- Extracted data
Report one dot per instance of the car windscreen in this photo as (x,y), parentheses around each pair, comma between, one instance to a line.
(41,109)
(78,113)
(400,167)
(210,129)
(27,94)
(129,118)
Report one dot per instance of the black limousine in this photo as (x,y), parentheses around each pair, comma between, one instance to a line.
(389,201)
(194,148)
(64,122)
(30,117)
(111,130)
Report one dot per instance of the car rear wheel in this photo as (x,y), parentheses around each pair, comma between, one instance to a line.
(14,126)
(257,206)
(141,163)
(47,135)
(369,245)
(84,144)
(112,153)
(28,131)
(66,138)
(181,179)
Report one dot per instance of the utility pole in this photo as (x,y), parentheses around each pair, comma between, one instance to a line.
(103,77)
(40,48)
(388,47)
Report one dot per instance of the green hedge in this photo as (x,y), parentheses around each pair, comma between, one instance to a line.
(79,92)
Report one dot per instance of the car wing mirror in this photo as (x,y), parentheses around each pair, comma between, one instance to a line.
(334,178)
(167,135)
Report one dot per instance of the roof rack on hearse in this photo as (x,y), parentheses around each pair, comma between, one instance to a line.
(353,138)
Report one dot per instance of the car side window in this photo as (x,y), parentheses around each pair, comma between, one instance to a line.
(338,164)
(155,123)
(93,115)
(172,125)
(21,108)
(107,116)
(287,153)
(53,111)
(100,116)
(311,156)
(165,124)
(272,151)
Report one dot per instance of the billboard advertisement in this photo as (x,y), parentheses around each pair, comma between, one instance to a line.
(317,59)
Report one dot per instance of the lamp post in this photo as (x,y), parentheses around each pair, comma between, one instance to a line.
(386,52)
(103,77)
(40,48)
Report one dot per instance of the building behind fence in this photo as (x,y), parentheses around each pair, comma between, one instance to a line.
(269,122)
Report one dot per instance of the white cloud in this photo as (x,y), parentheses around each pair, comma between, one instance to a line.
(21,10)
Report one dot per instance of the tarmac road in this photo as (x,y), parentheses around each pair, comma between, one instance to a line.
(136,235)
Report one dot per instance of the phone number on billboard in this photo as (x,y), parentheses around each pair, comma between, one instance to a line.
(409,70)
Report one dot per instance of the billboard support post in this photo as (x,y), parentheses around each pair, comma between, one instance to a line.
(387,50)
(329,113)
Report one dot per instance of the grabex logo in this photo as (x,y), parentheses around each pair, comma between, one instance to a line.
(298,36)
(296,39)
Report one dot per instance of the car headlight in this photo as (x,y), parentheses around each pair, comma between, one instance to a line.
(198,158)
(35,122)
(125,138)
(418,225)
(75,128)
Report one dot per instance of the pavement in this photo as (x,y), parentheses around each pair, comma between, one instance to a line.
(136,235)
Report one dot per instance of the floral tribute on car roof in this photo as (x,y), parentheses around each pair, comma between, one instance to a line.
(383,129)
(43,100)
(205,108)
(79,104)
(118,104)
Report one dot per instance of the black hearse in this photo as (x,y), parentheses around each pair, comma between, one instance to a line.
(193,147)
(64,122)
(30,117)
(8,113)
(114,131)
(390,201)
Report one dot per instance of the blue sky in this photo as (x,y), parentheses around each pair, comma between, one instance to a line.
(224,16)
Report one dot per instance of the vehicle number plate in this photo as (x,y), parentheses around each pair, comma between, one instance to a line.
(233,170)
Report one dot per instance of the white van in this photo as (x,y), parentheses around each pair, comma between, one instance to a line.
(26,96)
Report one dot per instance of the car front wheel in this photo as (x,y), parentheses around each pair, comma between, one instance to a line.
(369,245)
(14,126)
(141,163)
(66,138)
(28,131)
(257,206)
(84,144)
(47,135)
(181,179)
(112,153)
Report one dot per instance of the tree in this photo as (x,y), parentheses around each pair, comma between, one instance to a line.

- To do
Could you print every record above exactly as it appears?

- Response to the exercise
Report one dot per instance of the car windscreen in this photo as (x,y), parentheses around each pair, comma between, one instance to a line.
(41,109)
(78,113)
(400,167)
(210,129)
(27,94)
(129,118)
Report one dot per instance of the black limousine in this photo as (x,y), parentheses around each pair, comma between, one instance to a line.
(389,201)
(194,148)
(64,122)
(30,117)
(111,130)
Report one dot per instance of the car rear wheel in this photo as (x,y), parentheses around each pair, comma between, one instance to a line.
(14,126)
(257,206)
(141,163)
(47,135)
(369,245)
(84,144)
(112,153)
(28,131)
(66,138)
(181,179)
Report one dot per instance of the utility pole in this photo as (x,y), parentheses around each pair, comma between, one instance to a line.
(103,77)
(40,48)
(388,47)
Report one dot per instance of the green hedge in this photo as (x,y), parentheses around each pair, comma between, one instance to a line.
(79,92)
Report one dot per instance of the car wing mirror in this photo as (x,y), parentheses around each pair, comma between, one instance to a line.
(334,178)
(167,135)
Report one dot per instance of the roof rack on hearse in this photo as (x,y), parentheses around each pair, comma between, one instance to a line.
(353,138)
Report one dot per instance of the car side window in this photo as (x,y), parentheses around each pair, comma between, one instance to a line.
(338,164)
(155,123)
(93,115)
(172,125)
(21,108)
(107,116)
(287,153)
(53,111)
(100,116)
(311,156)
(165,124)
(272,151)
Report one dot per instance of the billboard advertisement in this photo as (x,y), parentheses around each pair, comma between, one instance to a line.
(317,59)
Report one dot per instance of the lamp post in this photo as (x,y), parentheses around each pair, comma between, one instance to a line.
(386,52)
(103,77)
(40,48)
Report one dot per instance of the building behind fence in this photo as (x,y), parentheses around each pair, comma between, one instance to a line.
(269,122)
Report one dot per instance of the white cloud in this photo as (x,y), parentheses around each pair, comma between, one instance to a line.
(21,10)
Report one dot per instance of the tarmac road in this photo as (x,y), parentheses around each pair, comma between, one instance to a line.
(136,235)
Report one dot per instance of the phone number on billboard in this photo as (x,y), parentheses around each pair, comma between, one instance to a line.
(409,70)
Report one dot per instance of the billboard support post in this photo as (x,y), parentheses around each pair, comma between, one instance to a line.
(387,50)
(329,113)
Report one dot per instance of the grabex logo in this photo as (x,y), parentheses around each pair, comma between, one instance to a line.
(298,36)
(296,39)
Report one dot per instance of the car headlight in this photo as (x,y), parentheses around each pair, comma between, one instance to a line.
(198,158)
(35,122)
(125,138)
(418,225)
(75,128)
Report one dot per instance of the pavement in this photo as (x,y), parentheses around each pair, comma between, one instance to a line.
(136,235)
Report one dot per instance of the floral tribute on car roof in this photo as (x,y), parentheses around each pair, comma between, one instance to a line.
(383,129)
(43,100)
(205,108)
(79,104)
(118,104)
Report one dot per instance of the black hearse in this photo as (x,y), parentheses around each pair, comma between, one instance to a line.
(193,147)
(64,122)
(30,117)
(8,113)
(114,131)
(390,201)
Report one dot per instance of the blue sky in this photo as (x,y), parentheses around each pair, comma between, one instance to a line.
(224,16)
Report one dot per instance of the vehicle number plate in this photo as (x,y), parentheses around each pair, comma between, one instance to a line.
(233,170)
Report one dot per instance of the white van in this photo as (x,y), parentheses around each pair, comma between, one instance to a line.
(26,96)
Report one dot per instance of the car front wheel in this photo as (x,y), parentheses around each pair, comma between, one instance to a line.
(369,245)
(14,126)
(141,163)
(66,138)
(28,131)
(257,206)
(84,144)
(47,135)
(181,179)
(112,153)
Report one dot per instance of the tree in this photo as (x,y), parentheses around each pair, comma between, one instance to a line.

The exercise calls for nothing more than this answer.